Your output must consist solely of the lines from the one containing "Reviewer note: check that every instance of the aircraft wing" through the end of the records, reproduced exactly.

-- begin --

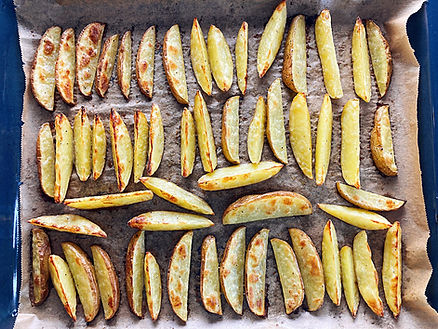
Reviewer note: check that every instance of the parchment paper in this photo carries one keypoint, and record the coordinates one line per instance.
(34, 17)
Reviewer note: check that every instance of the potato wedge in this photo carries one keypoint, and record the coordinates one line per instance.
(156, 141)
(265, 206)
(63, 156)
(177, 195)
(209, 282)
(361, 218)
(178, 276)
(219, 55)
(368, 200)
(69, 223)
(134, 272)
(382, 148)
(350, 143)
(310, 267)
(392, 268)
(380, 56)
(361, 62)
(349, 280)
(144, 64)
(300, 134)
(42, 79)
(173, 62)
(39, 283)
(271, 39)
(152, 280)
(84, 277)
(207, 148)
(63, 282)
(188, 143)
(45, 151)
(323, 140)
(256, 132)
(275, 130)
(331, 263)
(367, 277)
(199, 57)
(289, 273)
(141, 143)
(105, 65)
(168, 221)
(327, 54)
(87, 55)
(121, 149)
(230, 130)
(65, 69)
(107, 281)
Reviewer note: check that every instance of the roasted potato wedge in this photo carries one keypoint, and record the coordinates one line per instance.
(178, 276)
(367, 277)
(264, 206)
(271, 39)
(69, 223)
(42, 79)
(87, 55)
(289, 273)
(310, 267)
(209, 282)
(107, 281)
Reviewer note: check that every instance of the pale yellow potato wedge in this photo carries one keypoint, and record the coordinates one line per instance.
(361, 62)
(63, 282)
(275, 130)
(219, 55)
(121, 148)
(141, 143)
(230, 130)
(232, 269)
(87, 55)
(327, 54)
(152, 280)
(382, 149)
(323, 146)
(256, 132)
(178, 276)
(350, 143)
(69, 223)
(368, 200)
(65, 70)
(188, 143)
(310, 267)
(177, 195)
(173, 62)
(271, 39)
(144, 64)
(255, 272)
(209, 282)
(45, 154)
(392, 268)
(295, 56)
(134, 272)
(199, 57)
(381, 57)
(107, 281)
(207, 147)
(42, 78)
(84, 278)
(367, 277)
(300, 134)
(63, 156)
(289, 273)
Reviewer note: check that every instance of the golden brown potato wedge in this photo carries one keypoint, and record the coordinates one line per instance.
(310, 267)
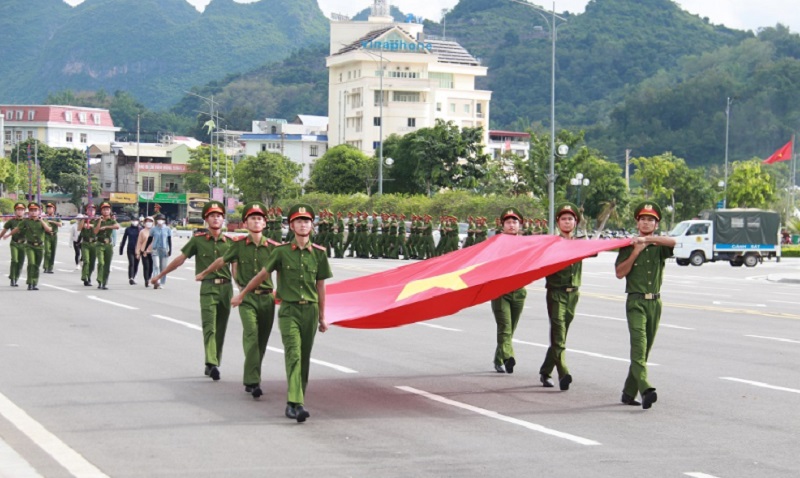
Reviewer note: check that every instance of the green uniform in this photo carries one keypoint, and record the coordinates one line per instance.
(17, 249)
(562, 299)
(33, 232)
(88, 255)
(643, 310)
(216, 291)
(50, 243)
(298, 317)
(257, 310)
(507, 309)
(104, 250)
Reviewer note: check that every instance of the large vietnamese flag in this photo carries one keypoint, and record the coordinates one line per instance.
(444, 285)
(783, 154)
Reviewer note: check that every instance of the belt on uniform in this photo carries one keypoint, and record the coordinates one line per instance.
(636, 295)
(216, 281)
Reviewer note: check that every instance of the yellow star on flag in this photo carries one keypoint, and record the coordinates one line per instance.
(451, 280)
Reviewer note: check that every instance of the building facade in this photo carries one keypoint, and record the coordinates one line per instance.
(388, 78)
(56, 126)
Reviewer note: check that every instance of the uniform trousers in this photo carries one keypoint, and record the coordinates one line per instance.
(298, 324)
(257, 313)
(215, 308)
(643, 318)
(507, 310)
(561, 310)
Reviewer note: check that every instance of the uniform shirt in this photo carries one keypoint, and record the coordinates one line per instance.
(10, 225)
(105, 235)
(299, 270)
(251, 258)
(647, 272)
(32, 230)
(207, 249)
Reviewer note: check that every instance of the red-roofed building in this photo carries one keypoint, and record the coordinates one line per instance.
(56, 126)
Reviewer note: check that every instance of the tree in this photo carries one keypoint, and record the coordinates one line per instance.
(268, 177)
(197, 178)
(342, 170)
(750, 185)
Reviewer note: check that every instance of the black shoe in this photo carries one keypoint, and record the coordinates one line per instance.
(256, 392)
(302, 413)
(628, 400)
(649, 398)
(510, 363)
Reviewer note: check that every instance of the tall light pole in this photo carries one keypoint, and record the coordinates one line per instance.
(727, 129)
(551, 176)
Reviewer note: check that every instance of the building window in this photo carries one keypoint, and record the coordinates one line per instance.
(148, 184)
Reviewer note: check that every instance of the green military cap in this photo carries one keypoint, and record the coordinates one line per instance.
(647, 208)
(511, 212)
(254, 208)
(568, 208)
(301, 210)
(208, 208)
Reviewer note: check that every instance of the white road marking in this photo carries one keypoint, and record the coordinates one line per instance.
(59, 288)
(94, 297)
(497, 416)
(761, 384)
(75, 464)
(13, 464)
(434, 326)
(625, 320)
(774, 338)
(591, 354)
(271, 349)
(738, 304)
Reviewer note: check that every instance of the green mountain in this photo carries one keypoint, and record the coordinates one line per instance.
(154, 49)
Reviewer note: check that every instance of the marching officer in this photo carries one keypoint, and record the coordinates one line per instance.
(216, 289)
(103, 229)
(303, 270)
(51, 238)
(508, 307)
(562, 299)
(17, 242)
(642, 265)
(257, 311)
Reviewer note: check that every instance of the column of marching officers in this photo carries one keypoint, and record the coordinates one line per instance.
(301, 261)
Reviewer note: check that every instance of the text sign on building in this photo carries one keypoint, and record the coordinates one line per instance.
(163, 167)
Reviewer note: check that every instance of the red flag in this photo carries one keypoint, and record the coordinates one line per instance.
(783, 154)
(444, 285)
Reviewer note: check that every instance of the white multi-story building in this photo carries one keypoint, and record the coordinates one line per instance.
(302, 140)
(386, 77)
(57, 126)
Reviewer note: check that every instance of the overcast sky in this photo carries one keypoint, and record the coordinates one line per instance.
(740, 14)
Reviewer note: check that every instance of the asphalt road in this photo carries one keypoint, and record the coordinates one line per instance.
(96, 383)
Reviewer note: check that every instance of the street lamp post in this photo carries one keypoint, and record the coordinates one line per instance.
(551, 176)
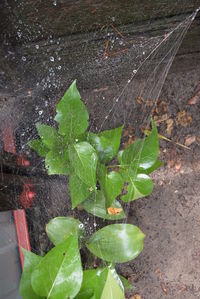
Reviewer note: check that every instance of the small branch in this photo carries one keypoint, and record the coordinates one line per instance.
(116, 30)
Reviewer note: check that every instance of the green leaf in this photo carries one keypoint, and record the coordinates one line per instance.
(96, 205)
(96, 283)
(79, 191)
(142, 153)
(101, 174)
(113, 186)
(93, 283)
(48, 135)
(38, 146)
(59, 274)
(119, 156)
(112, 289)
(83, 159)
(154, 167)
(126, 284)
(72, 114)
(117, 243)
(57, 162)
(31, 260)
(106, 143)
(60, 228)
(139, 186)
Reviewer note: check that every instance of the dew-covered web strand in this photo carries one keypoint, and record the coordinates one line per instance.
(171, 52)
(161, 81)
(117, 100)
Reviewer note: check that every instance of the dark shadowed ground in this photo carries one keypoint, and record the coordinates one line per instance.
(169, 266)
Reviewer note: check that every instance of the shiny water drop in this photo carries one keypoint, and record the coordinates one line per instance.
(19, 33)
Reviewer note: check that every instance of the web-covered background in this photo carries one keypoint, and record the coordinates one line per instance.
(120, 55)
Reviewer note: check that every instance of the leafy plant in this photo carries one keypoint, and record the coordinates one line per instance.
(100, 175)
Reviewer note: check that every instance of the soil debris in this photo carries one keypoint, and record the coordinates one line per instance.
(136, 296)
(190, 139)
(160, 119)
(183, 118)
(169, 129)
(194, 99)
(177, 166)
(164, 287)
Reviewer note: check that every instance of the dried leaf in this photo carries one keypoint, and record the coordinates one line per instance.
(114, 211)
(160, 119)
(183, 118)
(169, 123)
(190, 139)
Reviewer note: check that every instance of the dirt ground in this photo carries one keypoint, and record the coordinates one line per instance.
(169, 266)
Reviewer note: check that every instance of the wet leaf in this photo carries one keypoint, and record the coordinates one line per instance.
(59, 274)
(154, 167)
(126, 284)
(60, 228)
(72, 114)
(48, 135)
(38, 146)
(31, 260)
(106, 143)
(93, 283)
(142, 153)
(57, 162)
(79, 191)
(96, 205)
(83, 159)
(117, 243)
(96, 283)
(114, 211)
(112, 289)
(113, 186)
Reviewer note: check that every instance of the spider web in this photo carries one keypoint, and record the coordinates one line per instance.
(147, 62)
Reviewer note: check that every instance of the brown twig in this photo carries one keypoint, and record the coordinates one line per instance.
(116, 30)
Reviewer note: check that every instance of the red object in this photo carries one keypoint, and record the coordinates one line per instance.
(27, 196)
(22, 232)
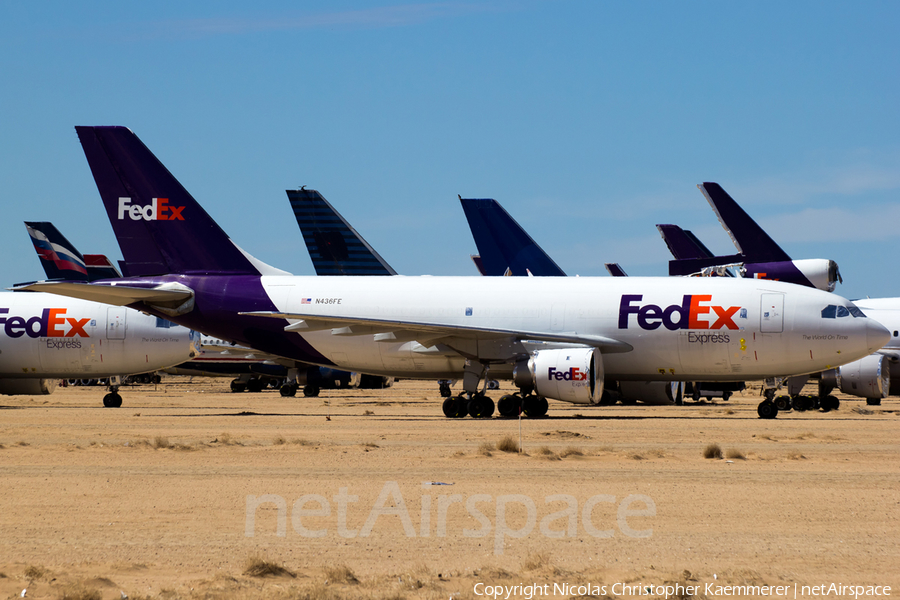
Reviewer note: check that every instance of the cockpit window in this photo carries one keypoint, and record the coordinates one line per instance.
(834, 311)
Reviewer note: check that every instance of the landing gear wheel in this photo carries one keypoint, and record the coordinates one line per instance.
(509, 405)
(112, 400)
(767, 410)
(480, 407)
(783, 403)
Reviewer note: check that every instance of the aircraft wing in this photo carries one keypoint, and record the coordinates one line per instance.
(117, 295)
(427, 334)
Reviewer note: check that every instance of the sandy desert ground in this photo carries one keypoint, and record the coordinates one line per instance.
(178, 492)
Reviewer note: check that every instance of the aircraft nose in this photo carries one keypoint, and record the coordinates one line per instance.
(877, 335)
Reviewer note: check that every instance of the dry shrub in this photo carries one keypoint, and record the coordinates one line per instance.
(712, 451)
(80, 592)
(508, 444)
(571, 451)
(258, 567)
(341, 574)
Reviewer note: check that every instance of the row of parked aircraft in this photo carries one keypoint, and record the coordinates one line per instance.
(560, 339)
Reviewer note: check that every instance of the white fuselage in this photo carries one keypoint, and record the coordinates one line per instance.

-- end --

## [SOLUTION TO THIS EXERCISE]
Reviewer note: check that every instance of the aircraft wing in this photo carries one keypoint, and record the coordinates one line per instance.
(117, 295)
(427, 334)
Reviewer note: check that every instance of the sandy desert ground in this photo carries one keypoint, and record the coordinates one line per instance.
(178, 492)
Reviewer note: check that every instance of the aircraft nose in this photo carries one keypoint, and record the coordinates one line per instance.
(877, 335)
Reviewer note: check that every instance of the dry shrub in this photo carries one keypoint, and record the coordinates one line per instance.
(712, 451)
(80, 592)
(508, 444)
(571, 451)
(258, 567)
(341, 574)
Reviewer note: check that every instance of the row of parked aircraft in this photo carries one keypoint, and record the coordinates one line per instance.
(560, 339)
Reviewer note: check that every instance of the white fuselage in this photo carries one keypoint, and record the coordinates one line per instance.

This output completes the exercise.